QUOTED PASSAGE:

>>>

Thursday, May 04, 2017

Paradox Resolved: Why Risk Decreases Expected Log Return But Not Expected Wealth

I have been troubled by the following paradox in the past few years. If a stock's log returns (i.e. change in log price per unit time) follow a Gaussian distribution, and if its net returns (i.e. percent change in price per unit time) have mean m and standard distribution s, then many finance students know that the mean log returns is m-s2 /2That is, the compound growth rate of the stock is m-s2 /2. This can be derived by applying Ito's lemma to the log price process (see e.g. Hull), and is intuitively satisfying because it is saying that the expected compound growth rate is lowered by risk ("volatility"). OK, we get that - risk is bad for the growth of our wealth.

<<<

GIVEN TASK A:
According to the post on risk and log returns, why is the formula for the mean log return intuitively satisfying?
GIVEN TASK B:
Extend the post on risk and log returns past its final sentence.

GIVEN DATA:
>>>

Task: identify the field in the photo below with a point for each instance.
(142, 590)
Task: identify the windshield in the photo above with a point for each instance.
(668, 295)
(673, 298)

<<<

ANSWER A:
It is intuitively satisfying because it says that risk, or volatility, lowers the expected compound growth rate of the stock. That matches the idea that risk is bad for the growth of wealth.

ANSWER B:
However, let's find out what the expected price of the stock is at time t. If we invest our entire wealth in one stock, that is really asking what our expected wealth is at time t. To compute that, it is easier to first find out what the expected log price of the stock is at time t, because that is just the expected value of the sum of the log returns in each time interval, and is of course equal to the sum of the expected value of the log returns when we assume a geometric random walk. So the expected value of the log price at time t is just t * (m-s2 /2). But what is the expected price (not log price) at time t? It isn't correct to say exp(t * (m-s2 /2)), because the expected value of the exponential function of a normal variable is not equal to the exponential function of the expected value of that normal variable, or E[exp(x)] !=exp(E[x]). Instead, E[exp(x)]=exp(μ+σ2 /2) where μ and σ are the mean and standard deviation of the normal variable (see Ruppert). In our case, the normal variable is the log price, and thus μ=t * (m-s2 /2), and σ2=t *s. Hence the expected price at time t is exp(t*m). Note that it doesn't involve the volatility s. Risk doesn't affect the expected wealth at time t. But we just argued in the previous paragraph that the expected compound growth rate is lowered by risk. What gives?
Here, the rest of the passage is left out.